* Supplied material *
## start
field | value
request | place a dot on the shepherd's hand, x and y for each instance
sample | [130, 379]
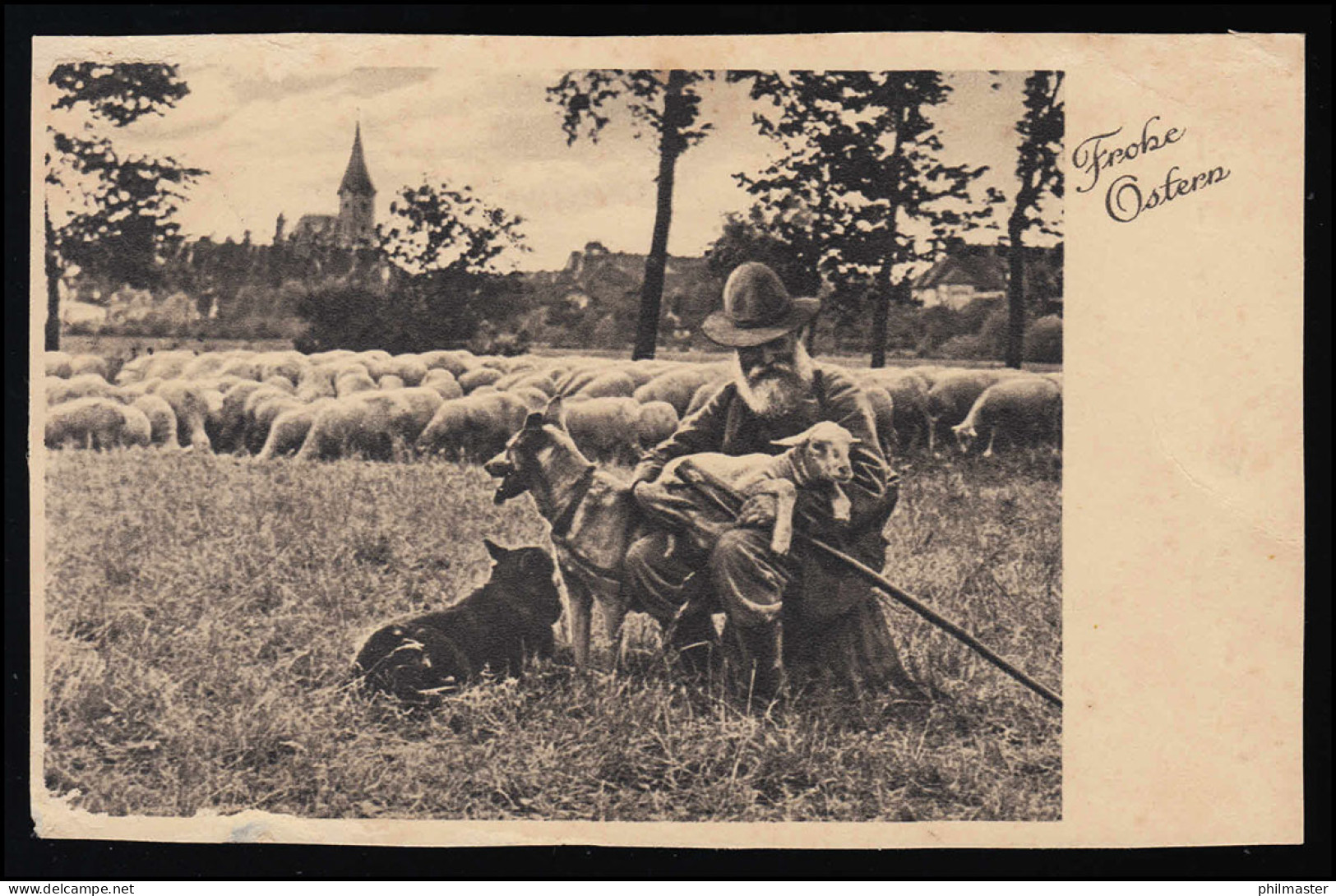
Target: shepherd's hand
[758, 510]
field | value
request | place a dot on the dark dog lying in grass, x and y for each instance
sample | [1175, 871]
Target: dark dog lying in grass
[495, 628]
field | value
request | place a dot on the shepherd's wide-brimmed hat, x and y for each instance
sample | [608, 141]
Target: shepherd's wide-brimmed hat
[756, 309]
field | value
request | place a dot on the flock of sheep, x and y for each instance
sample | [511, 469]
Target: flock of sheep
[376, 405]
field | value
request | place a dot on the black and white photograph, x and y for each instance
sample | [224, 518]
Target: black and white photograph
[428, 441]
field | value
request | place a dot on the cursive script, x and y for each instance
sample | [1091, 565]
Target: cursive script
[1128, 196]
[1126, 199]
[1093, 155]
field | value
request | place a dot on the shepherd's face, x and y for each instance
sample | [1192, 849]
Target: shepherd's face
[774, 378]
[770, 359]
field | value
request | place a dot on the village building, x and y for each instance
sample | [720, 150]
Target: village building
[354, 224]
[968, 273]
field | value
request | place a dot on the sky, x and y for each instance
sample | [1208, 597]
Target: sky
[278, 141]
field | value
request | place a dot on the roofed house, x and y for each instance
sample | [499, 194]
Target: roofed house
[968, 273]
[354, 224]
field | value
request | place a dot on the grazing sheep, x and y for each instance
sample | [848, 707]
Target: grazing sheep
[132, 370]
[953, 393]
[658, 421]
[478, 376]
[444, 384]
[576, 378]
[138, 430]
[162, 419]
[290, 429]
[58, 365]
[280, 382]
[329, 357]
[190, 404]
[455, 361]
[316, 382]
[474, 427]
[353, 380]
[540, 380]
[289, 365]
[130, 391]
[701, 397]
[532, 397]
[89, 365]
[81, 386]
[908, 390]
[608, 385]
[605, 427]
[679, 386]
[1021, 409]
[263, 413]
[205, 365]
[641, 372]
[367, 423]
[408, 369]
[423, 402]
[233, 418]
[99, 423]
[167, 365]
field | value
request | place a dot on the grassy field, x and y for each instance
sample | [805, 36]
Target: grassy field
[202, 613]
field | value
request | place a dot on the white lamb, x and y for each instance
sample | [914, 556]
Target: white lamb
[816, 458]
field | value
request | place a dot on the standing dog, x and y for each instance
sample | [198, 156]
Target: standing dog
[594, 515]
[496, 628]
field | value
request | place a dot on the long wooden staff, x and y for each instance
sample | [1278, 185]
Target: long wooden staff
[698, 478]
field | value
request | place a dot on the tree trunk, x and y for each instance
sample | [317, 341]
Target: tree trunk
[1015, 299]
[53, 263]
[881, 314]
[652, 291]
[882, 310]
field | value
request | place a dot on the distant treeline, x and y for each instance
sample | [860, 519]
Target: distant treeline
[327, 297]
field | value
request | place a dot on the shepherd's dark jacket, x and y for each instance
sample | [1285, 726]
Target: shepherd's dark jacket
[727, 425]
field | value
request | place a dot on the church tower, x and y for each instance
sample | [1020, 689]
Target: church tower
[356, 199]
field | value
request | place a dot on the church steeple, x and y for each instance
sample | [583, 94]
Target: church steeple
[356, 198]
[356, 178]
## end
* Exercise task *
Show each line of the material above that contains the string "village", copied in full. Case counts when matching.

* Response to this exercise *
request | place a dot on the village building, x and y for each instance
Target: village building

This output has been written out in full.